▸ WHAT IS REQUIRED
Please format all of the data below as a numbered list with one line per entry, skipping blank lines. Leave the pictures out of your answer.

Rows from an object pointing dataset:
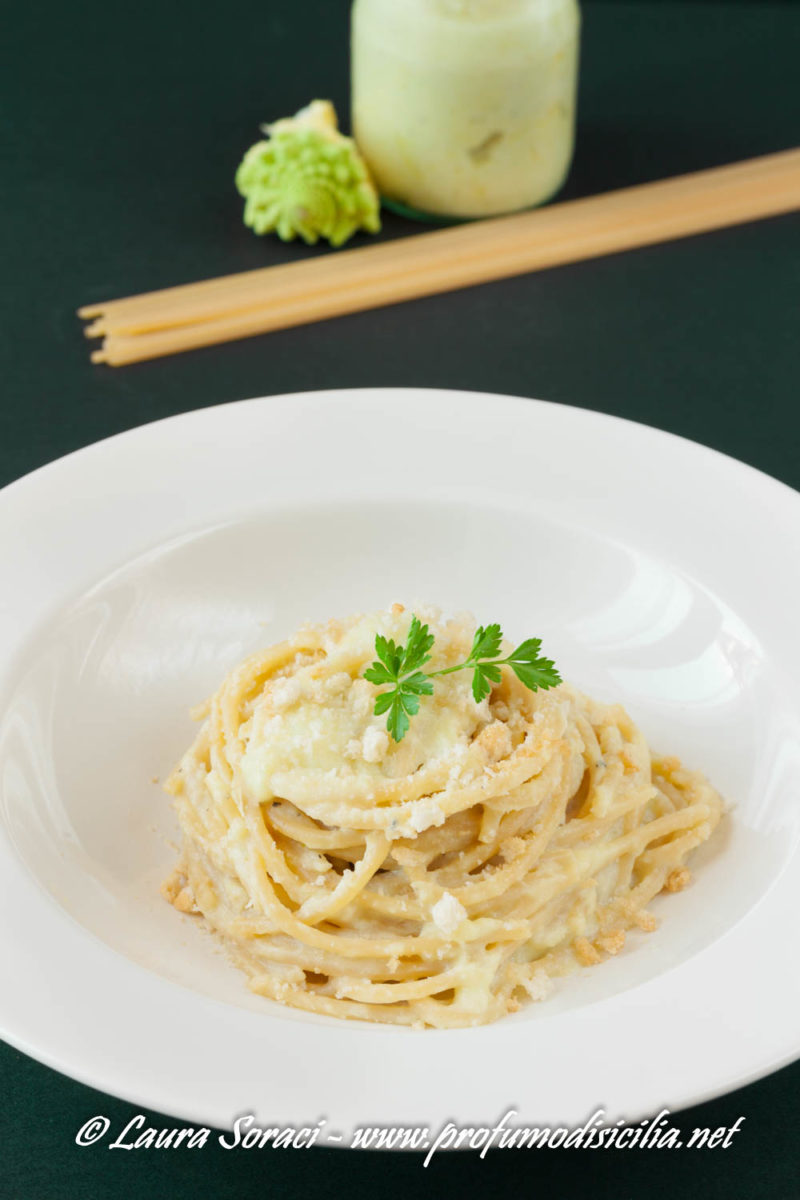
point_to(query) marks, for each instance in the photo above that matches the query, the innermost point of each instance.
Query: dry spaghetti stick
(211, 299)
(457, 258)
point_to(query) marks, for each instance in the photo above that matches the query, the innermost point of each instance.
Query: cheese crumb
(286, 693)
(374, 744)
(447, 913)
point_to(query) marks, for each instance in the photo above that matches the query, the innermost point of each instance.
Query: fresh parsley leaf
(384, 702)
(483, 677)
(486, 643)
(419, 684)
(417, 646)
(379, 673)
(533, 670)
(400, 666)
(527, 652)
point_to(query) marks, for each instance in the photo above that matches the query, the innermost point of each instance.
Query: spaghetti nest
(437, 881)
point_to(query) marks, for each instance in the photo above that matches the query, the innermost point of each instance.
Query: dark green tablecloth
(122, 126)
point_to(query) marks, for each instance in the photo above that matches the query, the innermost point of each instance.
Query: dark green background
(121, 126)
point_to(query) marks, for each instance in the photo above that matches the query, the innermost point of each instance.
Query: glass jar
(465, 107)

▸ RESULT OF THIS TASK
1. point_to(query) marks, for each instance in the photo above that matches the query, the innermost point of each instance.
2. Query: dry spaghetti stick
3. (211, 299)
4. (457, 258)
5. point_to(query) marks, for each instance in the photo above that matches the query, the innermost point of each instance.
6. Query: cheese crumb
7. (286, 693)
8. (374, 744)
9. (447, 913)
10. point_to(query) marks, for each instance in the photo above that matches the query, the innermost point of each instance.
11. Query: fresh parsley leaf
12. (384, 702)
13. (483, 677)
14. (486, 643)
15. (419, 684)
16. (417, 646)
17. (379, 673)
18. (533, 670)
19. (400, 666)
20. (527, 652)
21. point_to(query) marks, for each instance in the photo above that matches the query, the innermost point of each instance.
22. Query: spaghetti nest
23. (437, 881)
24. point_to(query) marks, for each instance in the photo above that matches the query, the innermost point of each instance.
25. Query: dark green tablecloth
26. (122, 126)
27. point_to(query) marks, for each instance in the photo above that matches the query, the innermost point of each instance.
28. Query: dark green background
29. (121, 126)
30. point_to(query) marks, for each instance in the photo above that matches the query, the innermost point of each instance.
31. Query: glass jar
32. (465, 107)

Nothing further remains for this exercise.